EXERCISE GOAL: Show each line of the listing that contains the string "river".

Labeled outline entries
====

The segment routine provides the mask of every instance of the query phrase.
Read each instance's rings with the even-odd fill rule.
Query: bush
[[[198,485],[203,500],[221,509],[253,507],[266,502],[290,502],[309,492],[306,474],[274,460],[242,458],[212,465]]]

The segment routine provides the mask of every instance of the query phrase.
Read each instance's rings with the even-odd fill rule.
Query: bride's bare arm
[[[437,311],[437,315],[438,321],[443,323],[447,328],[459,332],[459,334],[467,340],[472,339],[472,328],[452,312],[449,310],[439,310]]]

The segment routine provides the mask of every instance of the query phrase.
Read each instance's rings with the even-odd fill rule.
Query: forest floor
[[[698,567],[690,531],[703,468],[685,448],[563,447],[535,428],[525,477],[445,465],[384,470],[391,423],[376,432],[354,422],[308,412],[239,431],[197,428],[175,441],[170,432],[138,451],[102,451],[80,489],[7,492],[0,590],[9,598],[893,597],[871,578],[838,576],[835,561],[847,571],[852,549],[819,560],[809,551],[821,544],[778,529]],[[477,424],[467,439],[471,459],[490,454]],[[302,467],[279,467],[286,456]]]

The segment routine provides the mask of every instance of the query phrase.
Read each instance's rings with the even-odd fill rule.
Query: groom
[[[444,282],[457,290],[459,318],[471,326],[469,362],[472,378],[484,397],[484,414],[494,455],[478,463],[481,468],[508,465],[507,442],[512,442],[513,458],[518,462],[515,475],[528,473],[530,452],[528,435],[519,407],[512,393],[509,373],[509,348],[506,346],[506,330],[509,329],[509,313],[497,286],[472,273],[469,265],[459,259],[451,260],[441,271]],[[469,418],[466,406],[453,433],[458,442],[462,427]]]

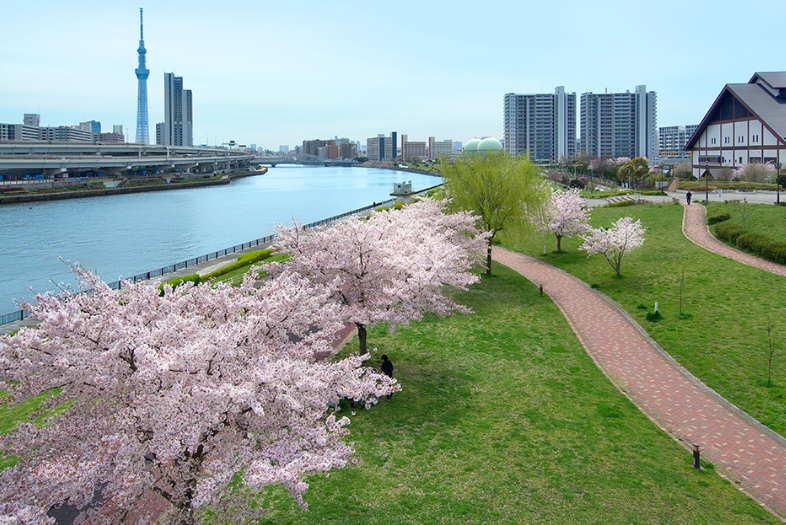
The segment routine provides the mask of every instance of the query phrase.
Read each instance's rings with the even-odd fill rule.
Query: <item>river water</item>
[[[368,168],[276,166],[226,186],[0,206],[0,314],[75,280],[63,261],[105,281],[131,277],[413,190],[428,175]],[[62,261],[61,261],[62,259]]]

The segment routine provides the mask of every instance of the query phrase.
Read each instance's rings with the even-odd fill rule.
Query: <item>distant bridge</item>
[[[303,166],[356,166],[357,162],[347,159],[323,159],[316,155],[278,155],[254,157],[256,164],[265,164],[273,168],[277,164],[300,164]]]

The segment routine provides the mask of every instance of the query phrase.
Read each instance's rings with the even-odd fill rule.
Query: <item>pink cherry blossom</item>
[[[445,290],[477,282],[469,270],[481,261],[489,234],[468,212],[445,213],[446,205],[423,199],[324,228],[281,227],[277,245],[292,259],[272,271],[330,287],[342,318],[357,325],[363,353],[366,328],[380,321],[392,330],[424,312],[468,311]]]
[[[207,507],[245,521],[261,509],[231,490],[235,477],[252,491],[281,484],[305,507],[304,477],[353,455],[349,419],[331,407],[400,390],[362,366],[368,355],[318,357],[343,326],[328,286],[284,272],[258,289],[247,278],[116,292],[76,271],[89,293],[38,297],[26,307],[40,327],[0,338],[8,401],[58,389],[42,410],[64,408],[2,436],[20,458],[0,473],[8,522],[50,523],[50,507],[82,506],[99,485],[121,515],[94,522],[122,520],[151,491],[183,523]]]
[[[620,277],[622,258],[644,244],[644,232],[641,221],[630,217],[622,217],[612,223],[611,229],[590,228],[581,236],[584,243],[579,249],[587,252],[587,257],[595,253],[602,253],[612,268]]]
[[[530,215],[530,221],[537,231],[557,236],[557,251],[561,249],[563,237],[573,237],[587,229],[587,220],[584,199],[576,188],[551,191],[551,197],[546,200],[543,208]]]

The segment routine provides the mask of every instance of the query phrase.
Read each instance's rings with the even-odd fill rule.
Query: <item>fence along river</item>
[[[287,166],[227,186],[1,206],[0,312],[13,313],[0,324],[23,315],[21,299],[75,288],[64,261],[117,286],[269,242],[276,224],[371,208],[404,181],[416,191],[441,182],[393,170]]]

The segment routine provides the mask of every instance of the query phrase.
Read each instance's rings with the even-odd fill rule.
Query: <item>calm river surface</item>
[[[75,284],[78,262],[105,281],[131,277],[390,199],[428,175],[368,168],[277,166],[227,186],[0,206],[0,315],[20,299]],[[32,291],[31,291],[32,288]]]

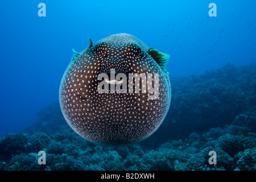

====

EXERCISE SOLUTION:
Query: <item>river water</item>
Query: <item>fence along river</item>
Query: <item>calm river surface</item>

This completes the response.